## Your task
Look below for the line with "Query: tussock of grass", and from there restate every line word for word until the entries end.

## Entries provided

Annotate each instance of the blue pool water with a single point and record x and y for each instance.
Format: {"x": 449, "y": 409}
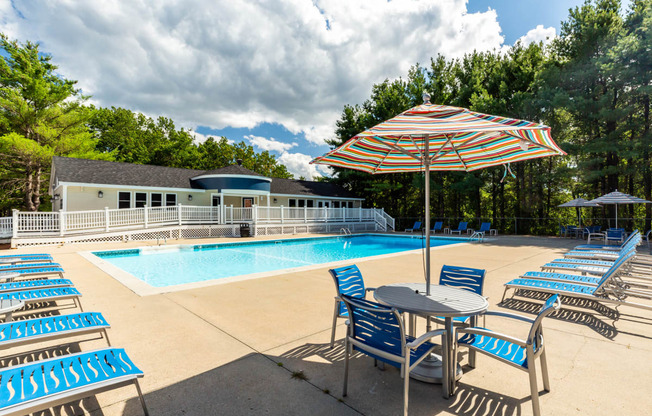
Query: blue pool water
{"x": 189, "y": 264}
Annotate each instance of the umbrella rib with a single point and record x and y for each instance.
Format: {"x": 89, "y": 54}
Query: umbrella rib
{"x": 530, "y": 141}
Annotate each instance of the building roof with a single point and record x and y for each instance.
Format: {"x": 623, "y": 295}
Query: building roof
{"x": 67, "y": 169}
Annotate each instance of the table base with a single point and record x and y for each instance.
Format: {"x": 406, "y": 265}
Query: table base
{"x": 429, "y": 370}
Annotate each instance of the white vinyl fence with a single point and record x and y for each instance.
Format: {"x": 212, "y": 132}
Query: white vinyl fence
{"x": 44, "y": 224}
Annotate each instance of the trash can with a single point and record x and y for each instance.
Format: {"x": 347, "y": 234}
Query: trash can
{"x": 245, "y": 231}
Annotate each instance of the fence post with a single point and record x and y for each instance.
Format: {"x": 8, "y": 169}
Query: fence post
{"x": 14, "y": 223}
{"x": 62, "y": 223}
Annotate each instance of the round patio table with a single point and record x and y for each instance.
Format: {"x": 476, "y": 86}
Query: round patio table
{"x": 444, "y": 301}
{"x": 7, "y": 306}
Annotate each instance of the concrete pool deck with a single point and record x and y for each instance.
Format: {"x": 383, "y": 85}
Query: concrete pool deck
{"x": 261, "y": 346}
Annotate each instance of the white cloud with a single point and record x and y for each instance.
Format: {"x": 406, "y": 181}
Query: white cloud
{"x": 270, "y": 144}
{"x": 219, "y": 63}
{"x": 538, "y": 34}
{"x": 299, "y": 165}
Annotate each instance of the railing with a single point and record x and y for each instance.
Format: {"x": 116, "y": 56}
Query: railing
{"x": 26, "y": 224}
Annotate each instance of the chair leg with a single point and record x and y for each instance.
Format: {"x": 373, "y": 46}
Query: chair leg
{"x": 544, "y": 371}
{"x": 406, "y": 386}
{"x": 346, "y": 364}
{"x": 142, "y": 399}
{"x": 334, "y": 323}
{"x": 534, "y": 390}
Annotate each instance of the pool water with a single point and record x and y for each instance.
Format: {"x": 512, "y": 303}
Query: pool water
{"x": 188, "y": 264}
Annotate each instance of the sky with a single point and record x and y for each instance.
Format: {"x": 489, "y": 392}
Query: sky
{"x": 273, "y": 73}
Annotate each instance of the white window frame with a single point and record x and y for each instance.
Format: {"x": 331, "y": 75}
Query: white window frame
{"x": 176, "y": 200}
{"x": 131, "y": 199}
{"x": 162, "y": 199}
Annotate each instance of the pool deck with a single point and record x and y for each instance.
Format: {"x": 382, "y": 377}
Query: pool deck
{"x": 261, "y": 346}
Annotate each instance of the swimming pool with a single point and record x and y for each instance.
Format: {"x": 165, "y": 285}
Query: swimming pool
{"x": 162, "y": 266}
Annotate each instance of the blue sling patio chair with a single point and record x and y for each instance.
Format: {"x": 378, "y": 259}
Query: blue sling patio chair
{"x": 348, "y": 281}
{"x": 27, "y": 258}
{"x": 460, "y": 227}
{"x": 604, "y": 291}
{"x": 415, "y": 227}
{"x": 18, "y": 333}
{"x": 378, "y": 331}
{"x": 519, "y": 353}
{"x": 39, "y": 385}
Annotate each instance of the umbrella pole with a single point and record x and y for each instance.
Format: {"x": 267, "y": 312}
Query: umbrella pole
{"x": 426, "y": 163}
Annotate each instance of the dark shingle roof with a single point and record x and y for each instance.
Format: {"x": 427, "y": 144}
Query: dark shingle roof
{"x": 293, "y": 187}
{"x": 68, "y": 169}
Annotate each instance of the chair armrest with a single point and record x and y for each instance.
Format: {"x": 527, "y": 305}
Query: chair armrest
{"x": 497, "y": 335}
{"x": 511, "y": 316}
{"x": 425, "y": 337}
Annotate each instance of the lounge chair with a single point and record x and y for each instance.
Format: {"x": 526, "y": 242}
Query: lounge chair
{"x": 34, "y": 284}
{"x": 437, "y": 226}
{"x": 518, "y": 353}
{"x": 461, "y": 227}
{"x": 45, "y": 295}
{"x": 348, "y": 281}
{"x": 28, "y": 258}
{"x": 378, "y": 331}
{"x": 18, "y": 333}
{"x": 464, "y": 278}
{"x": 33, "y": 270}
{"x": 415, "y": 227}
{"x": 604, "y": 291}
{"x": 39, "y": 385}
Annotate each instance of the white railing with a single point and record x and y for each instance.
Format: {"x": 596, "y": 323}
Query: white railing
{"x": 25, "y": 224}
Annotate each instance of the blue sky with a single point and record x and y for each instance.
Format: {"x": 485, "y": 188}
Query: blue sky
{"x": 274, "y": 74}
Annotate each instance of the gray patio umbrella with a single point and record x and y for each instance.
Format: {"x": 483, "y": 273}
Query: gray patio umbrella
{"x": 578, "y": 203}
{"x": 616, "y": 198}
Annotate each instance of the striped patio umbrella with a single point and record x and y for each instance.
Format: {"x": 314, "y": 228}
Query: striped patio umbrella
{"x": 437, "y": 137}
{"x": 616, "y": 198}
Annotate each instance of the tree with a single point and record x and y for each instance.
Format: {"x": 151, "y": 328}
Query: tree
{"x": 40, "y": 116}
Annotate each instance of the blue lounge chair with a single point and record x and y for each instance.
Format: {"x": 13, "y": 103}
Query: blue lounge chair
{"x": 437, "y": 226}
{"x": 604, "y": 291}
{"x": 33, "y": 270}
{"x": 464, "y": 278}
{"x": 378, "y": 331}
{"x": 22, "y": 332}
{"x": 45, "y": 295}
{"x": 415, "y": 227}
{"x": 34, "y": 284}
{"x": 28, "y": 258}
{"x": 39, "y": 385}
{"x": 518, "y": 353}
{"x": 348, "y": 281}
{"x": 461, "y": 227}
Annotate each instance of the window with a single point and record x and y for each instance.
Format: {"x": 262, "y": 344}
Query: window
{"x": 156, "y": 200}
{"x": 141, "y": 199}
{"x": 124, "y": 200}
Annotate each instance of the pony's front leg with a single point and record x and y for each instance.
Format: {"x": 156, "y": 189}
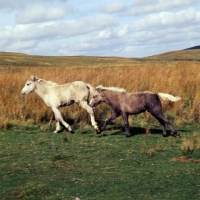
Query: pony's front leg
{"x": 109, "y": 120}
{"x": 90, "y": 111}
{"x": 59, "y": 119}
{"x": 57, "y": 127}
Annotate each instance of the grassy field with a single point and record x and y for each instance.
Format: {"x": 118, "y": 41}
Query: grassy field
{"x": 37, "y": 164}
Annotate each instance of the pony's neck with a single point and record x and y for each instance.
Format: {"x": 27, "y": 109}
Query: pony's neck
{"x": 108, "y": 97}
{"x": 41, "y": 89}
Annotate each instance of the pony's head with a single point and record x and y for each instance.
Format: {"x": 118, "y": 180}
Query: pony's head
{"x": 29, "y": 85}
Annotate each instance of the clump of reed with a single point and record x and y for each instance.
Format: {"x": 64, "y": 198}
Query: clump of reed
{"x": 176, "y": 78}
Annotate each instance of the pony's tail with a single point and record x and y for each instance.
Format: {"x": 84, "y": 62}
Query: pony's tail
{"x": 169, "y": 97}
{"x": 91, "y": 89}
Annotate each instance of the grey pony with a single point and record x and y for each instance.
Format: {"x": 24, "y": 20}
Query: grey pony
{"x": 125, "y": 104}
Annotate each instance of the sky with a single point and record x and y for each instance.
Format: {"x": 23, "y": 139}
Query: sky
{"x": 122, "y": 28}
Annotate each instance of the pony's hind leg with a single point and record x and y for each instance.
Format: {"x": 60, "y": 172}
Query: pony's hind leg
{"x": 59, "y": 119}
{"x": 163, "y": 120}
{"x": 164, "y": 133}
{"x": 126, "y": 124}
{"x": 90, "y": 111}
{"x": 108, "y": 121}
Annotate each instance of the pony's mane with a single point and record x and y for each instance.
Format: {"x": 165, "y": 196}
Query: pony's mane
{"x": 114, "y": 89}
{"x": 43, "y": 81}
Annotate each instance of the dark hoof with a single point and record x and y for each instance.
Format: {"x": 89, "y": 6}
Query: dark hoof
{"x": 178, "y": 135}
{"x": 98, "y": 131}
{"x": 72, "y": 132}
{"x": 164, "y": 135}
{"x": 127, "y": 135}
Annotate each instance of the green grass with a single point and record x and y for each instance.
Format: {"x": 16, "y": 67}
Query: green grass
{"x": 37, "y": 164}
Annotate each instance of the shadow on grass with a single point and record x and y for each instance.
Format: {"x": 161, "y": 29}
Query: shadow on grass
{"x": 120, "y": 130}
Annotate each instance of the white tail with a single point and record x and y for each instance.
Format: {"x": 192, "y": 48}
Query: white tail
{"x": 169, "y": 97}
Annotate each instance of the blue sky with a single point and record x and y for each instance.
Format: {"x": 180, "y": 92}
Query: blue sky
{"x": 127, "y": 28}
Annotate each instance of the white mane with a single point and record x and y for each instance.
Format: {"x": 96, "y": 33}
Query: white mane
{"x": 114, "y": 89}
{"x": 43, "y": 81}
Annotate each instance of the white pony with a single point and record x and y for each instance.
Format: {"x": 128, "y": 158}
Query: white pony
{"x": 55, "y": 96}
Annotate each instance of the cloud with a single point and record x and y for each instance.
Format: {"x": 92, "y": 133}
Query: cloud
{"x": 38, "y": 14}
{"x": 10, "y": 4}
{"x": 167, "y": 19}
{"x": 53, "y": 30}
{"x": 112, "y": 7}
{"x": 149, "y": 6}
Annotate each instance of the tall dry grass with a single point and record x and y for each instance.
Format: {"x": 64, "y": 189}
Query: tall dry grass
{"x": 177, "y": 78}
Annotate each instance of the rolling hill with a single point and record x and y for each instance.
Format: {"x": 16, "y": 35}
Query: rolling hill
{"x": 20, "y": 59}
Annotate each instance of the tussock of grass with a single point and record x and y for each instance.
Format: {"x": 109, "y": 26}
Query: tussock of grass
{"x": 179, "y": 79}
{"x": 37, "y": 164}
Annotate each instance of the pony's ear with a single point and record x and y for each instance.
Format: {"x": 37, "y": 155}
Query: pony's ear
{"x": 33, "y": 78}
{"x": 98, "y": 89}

## Exercise answer
Query: tussock of grass
{"x": 179, "y": 79}
{"x": 37, "y": 164}
Annotate each instance of the pony's ear with a single point and record x and y for each instance.
Format: {"x": 37, "y": 155}
Query: pony's ear
{"x": 33, "y": 78}
{"x": 98, "y": 89}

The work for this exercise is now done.